> _RECORDS FOR THIS TASK_:
⁂

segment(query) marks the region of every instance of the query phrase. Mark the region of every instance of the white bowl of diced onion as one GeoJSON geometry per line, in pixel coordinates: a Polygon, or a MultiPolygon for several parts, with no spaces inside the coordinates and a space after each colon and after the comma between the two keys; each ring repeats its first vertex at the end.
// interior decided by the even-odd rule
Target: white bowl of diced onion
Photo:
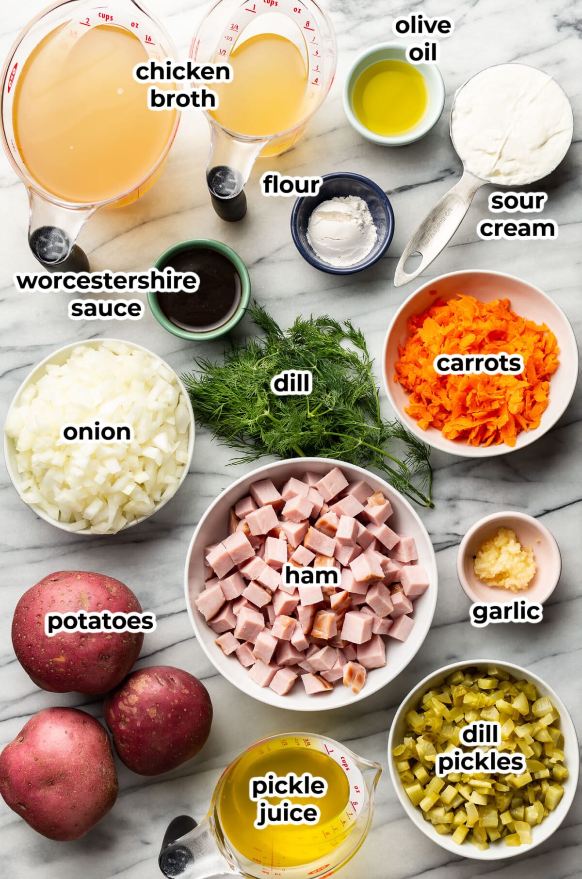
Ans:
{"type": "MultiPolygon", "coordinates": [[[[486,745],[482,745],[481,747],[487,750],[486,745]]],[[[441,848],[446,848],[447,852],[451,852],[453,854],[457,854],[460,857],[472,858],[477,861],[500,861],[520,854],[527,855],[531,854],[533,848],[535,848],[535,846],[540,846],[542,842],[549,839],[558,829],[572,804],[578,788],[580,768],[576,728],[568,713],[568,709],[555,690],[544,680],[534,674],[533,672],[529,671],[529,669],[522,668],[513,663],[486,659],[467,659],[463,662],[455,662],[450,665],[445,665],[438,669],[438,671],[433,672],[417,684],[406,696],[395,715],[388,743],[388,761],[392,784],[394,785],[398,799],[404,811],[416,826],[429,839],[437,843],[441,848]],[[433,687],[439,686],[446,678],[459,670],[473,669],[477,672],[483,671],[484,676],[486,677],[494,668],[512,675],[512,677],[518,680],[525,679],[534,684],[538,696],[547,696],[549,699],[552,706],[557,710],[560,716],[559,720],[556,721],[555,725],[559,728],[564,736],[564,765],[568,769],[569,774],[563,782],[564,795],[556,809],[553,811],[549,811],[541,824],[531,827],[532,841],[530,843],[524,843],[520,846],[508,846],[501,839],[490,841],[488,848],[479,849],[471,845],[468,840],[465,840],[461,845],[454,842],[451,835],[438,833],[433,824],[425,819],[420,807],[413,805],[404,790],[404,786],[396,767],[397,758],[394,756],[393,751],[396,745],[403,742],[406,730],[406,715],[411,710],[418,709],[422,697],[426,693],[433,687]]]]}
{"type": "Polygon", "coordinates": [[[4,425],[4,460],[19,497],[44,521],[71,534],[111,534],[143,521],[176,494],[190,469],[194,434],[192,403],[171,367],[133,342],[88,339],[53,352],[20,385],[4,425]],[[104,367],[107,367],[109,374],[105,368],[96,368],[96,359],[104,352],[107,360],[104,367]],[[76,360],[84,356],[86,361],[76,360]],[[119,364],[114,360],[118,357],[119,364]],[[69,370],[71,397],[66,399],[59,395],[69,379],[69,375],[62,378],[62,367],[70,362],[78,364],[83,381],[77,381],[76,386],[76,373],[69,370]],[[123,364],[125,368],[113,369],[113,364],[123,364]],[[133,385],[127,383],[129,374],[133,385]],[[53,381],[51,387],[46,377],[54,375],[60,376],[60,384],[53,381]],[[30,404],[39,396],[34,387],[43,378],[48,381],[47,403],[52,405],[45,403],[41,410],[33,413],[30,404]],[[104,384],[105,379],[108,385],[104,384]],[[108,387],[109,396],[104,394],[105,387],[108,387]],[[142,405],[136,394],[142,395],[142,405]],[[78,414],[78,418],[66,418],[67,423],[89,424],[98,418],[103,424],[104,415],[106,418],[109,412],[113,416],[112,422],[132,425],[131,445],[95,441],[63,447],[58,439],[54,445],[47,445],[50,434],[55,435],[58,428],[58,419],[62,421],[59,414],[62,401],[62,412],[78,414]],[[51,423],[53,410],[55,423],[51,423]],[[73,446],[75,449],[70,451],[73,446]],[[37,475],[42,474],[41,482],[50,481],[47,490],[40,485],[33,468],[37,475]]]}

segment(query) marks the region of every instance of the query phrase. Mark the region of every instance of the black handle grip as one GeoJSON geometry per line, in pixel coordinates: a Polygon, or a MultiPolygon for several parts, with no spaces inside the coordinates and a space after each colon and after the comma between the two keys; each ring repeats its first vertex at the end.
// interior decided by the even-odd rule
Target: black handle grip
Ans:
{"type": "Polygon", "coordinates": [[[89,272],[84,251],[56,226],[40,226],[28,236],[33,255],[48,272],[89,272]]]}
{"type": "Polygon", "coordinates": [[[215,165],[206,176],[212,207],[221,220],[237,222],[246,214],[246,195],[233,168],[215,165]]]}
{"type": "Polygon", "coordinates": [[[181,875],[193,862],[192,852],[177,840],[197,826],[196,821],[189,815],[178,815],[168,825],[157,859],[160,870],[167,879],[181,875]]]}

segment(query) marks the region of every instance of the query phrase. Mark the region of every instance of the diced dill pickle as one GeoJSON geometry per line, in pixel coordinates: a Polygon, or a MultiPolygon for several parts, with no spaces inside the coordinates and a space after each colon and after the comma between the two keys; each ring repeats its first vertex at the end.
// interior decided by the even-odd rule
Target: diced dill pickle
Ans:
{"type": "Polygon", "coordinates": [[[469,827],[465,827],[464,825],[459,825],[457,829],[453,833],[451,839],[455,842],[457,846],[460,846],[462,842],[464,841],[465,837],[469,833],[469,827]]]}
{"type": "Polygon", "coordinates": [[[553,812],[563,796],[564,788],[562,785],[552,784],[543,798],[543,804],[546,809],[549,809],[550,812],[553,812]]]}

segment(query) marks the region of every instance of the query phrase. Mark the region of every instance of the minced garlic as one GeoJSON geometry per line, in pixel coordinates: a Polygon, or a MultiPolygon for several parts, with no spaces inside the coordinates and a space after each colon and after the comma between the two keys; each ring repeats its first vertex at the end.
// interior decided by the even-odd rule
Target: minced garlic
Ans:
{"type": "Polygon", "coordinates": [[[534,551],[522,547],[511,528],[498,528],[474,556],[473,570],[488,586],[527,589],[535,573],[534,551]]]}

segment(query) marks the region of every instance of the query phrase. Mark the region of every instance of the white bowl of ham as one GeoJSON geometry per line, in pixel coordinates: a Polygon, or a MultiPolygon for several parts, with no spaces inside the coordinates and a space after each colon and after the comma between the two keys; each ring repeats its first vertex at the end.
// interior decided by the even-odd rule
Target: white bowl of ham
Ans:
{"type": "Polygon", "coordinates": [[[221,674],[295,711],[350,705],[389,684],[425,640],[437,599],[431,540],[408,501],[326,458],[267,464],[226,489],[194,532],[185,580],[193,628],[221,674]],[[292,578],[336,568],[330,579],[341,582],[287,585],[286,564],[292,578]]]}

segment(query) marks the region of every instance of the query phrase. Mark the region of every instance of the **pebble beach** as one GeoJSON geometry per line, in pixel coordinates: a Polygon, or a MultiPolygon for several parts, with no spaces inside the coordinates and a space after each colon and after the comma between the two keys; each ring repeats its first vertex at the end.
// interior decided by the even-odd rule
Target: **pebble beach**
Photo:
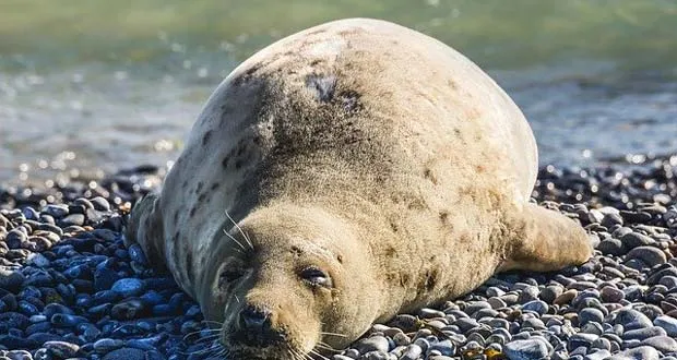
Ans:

⁂

> _PROBLEM TO SOLVE_: Quote every line of the records above exactly; no picture is to be copied.

> _SOLUTION BELOW_:
segment(query) marks the region of every instance of the query phrase. Mark the region of every instance of the white bowl of diced onion as one GeoJSON geometry per line, in pixel coordinates: a Polygon, or a MultiPolygon for several parts, with no spaces inside the coordinates and a space after each colon and after the comma between the two keys; each ring repeats its first vertex at the end.
// interior decided by the even-odd rule
Target: white bowl of diced onion
Photo:
Ans:
{"type": "MultiPolygon", "coordinates": [[[[486,745],[482,745],[481,747],[487,750],[486,745]]],[[[441,848],[446,848],[447,852],[451,852],[453,854],[457,854],[460,857],[472,858],[477,861],[500,861],[520,854],[527,855],[531,854],[533,848],[535,848],[535,846],[540,846],[542,842],[549,839],[558,829],[572,804],[578,788],[580,768],[576,728],[568,713],[568,709],[555,690],[544,680],[534,674],[533,672],[529,671],[529,669],[522,668],[513,663],[486,659],[467,659],[463,662],[455,662],[450,665],[445,665],[438,669],[438,671],[433,672],[417,684],[406,696],[395,715],[388,743],[388,761],[392,784],[394,785],[398,799],[404,811],[416,826],[429,839],[437,843],[441,848]],[[433,687],[439,686],[446,678],[459,670],[473,669],[477,672],[483,671],[484,676],[486,677],[494,668],[512,675],[512,677],[518,680],[525,679],[534,684],[538,696],[547,696],[549,699],[552,706],[557,710],[560,716],[559,720],[556,721],[555,725],[559,728],[564,736],[564,765],[568,769],[569,774],[563,782],[564,795],[556,809],[553,811],[549,811],[541,824],[531,827],[532,841],[530,843],[524,843],[520,846],[508,846],[501,839],[490,841],[488,848],[479,849],[471,845],[468,840],[465,840],[461,845],[454,842],[451,835],[438,833],[433,824],[425,819],[420,807],[413,805],[404,790],[404,786],[396,767],[397,758],[394,756],[393,751],[396,745],[403,742],[406,730],[406,715],[411,710],[418,709],[422,697],[426,693],[433,687]]]]}
{"type": "Polygon", "coordinates": [[[4,425],[4,460],[19,497],[44,521],[71,534],[111,534],[143,521],[176,494],[190,469],[194,434],[192,403],[171,367],[133,342],[88,339],[53,352],[20,385],[4,425]],[[104,367],[107,367],[109,374],[105,368],[96,368],[96,359],[104,352],[107,360],[104,367]],[[76,360],[84,356],[86,361],[76,360]],[[119,364],[114,360],[118,357],[119,364]],[[69,370],[71,397],[66,399],[59,395],[69,379],[69,375],[62,378],[62,367],[70,362],[78,364],[83,381],[77,381],[76,386],[76,373],[69,370]],[[123,364],[125,368],[113,369],[113,364],[123,364]],[[133,385],[127,383],[129,374],[133,385]],[[53,381],[51,387],[46,377],[54,375],[60,376],[60,384],[53,381]],[[30,404],[39,396],[34,387],[43,378],[48,381],[47,403],[52,405],[45,403],[41,410],[33,413],[30,404]],[[104,384],[105,379],[108,385],[104,384]],[[108,387],[109,396],[104,394],[105,387],[108,387]],[[142,405],[136,394],[142,395],[142,405]],[[78,414],[78,418],[66,418],[67,423],[89,424],[98,418],[103,424],[104,415],[106,418],[109,412],[113,416],[112,422],[132,425],[131,445],[95,441],[63,447],[58,439],[54,445],[47,445],[50,434],[55,435],[58,428],[58,419],[62,421],[59,414],[62,401],[62,412],[78,414]],[[51,423],[53,410],[55,423],[51,423]],[[73,446],[75,449],[70,451],[73,446]],[[37,475],[42,474],[41,482],[50,481],[47,490],[40,485],[33,468],[37,475]]]}

segment(query) marks the region of every instance of the query phrase. Mark the region of every instance of the black handle grip as one GeoJSON geometry per line, in pixel coordinates: a Polygon, or a MultiPolygon for several parts, with no spaces inside the coordinates and a space after each colon and after the comma between the two keys; each ring repeats its first vertex at the end.
// interior decided by the even-odd rule
Target: black handle grip
Ans:
{"type": "Polygon", "coordinates": [[[89,272],[84,251],[56,226],[40,226],[28,236],[33,255],[48,272],[89,272]]]}
{"type": "Polygon", "coordinates": [[[215,165],[206,176],[212,207],[221,220],[237,222],[246,214],[246,195],[233,168],[215,165]]]}
{"type": "Polygon", "coordinates": [[[181,875],[193,862],[192,852],[177,840],[197,826],[196,821],[189,815],[178,815],[168,825],[157,859],[160,870],[167,879],[181,875]]]}

segment(query) marks the region of every instance of the query phrase. Mark the region of every instance of the diced dill pickle as one GeoJSON geometry per line, in pixel coordinates: a Polygon, or a MultiPolygon for several parts, with no spaces inside the coordinates and a space after each colon and after the comma between the two keys; each ring repeats its first vertex at the end.
// interior decided by the even-odd rule
Target: diced dill pickle
Ans:
{"type": "Polygon", "coordinates": [[[469,827],[465,827],[464,825],[459,825],[457,829],[453,833],[451,839],[455,842],[457,846],[460,846],[462,842],[464,841],[465,837],[469,833],[469,827]]]}
{"type": "Polygon", "coordinates": [[[553,812],[563,796],[564,788],[562,785],[552,784],[543,798],[543,804],[546,809],[549,809],[550,812],[553,812]]]}

segment(query) marks the region of every instance of the query phrase. Mark the region of every instance of the minced garlic as one GeoJSON geometry per line, in pixel coordinates: a Polygon, or a MultiPolygon for several parts, with no spaces inside the coordinates and a space after each colon and after the comma between the two keys; each ring repeats its first vertex at the end.
// interior decided by the even-odd rule
Target: minced garlic
Ans:
{"type": "Polygon", "coordinates": [[[534,551],[522,547],[511,528],[498,528],[474,556],[473,570],[488,586],[527,589],[535,573],[534,551]]]}

segment(query) marks the region of every instance of the query phrase. Mark the region of every instance of the white bowl of ham as one GeoJSON geometry per line, in pixel coordinates: a Polygon, or a MultiPolygon for several parts, with no spaces inside the coordinates and a space after each colon and after the comma between the two keys; each ring repeats its first vertex at the end.
// interior decided by the even-odd rule
Target: white bowl of ham
Ans:
{"type": "Polygon", "coordinates": [[[221,674],[295,711],[350,705],[389,684],[425,640],[437,599],[431,540],[408,501],[326,458],[267,464],[226,489],[194,532],[185,580],[193,628],[221,674]],[[292,578],[336,568],[330,579],[341,582],[287,585],[286,564],[292,578]]]}

segment(query) marks the region of every instance of the query phrase. Mark the region of every instance of the **pebble beach** as one GeoJSON geometry per line, in pixel coordinates: a Polygon, or a MultiPolygon for several parts, with no spaces inside the coordinates and a space after each colon and after the comma between the two keys; each ring repeats its first vertex at the end.
// interior decided by the even-odd rule
Target: **pebble beach**
Photo:
Ans:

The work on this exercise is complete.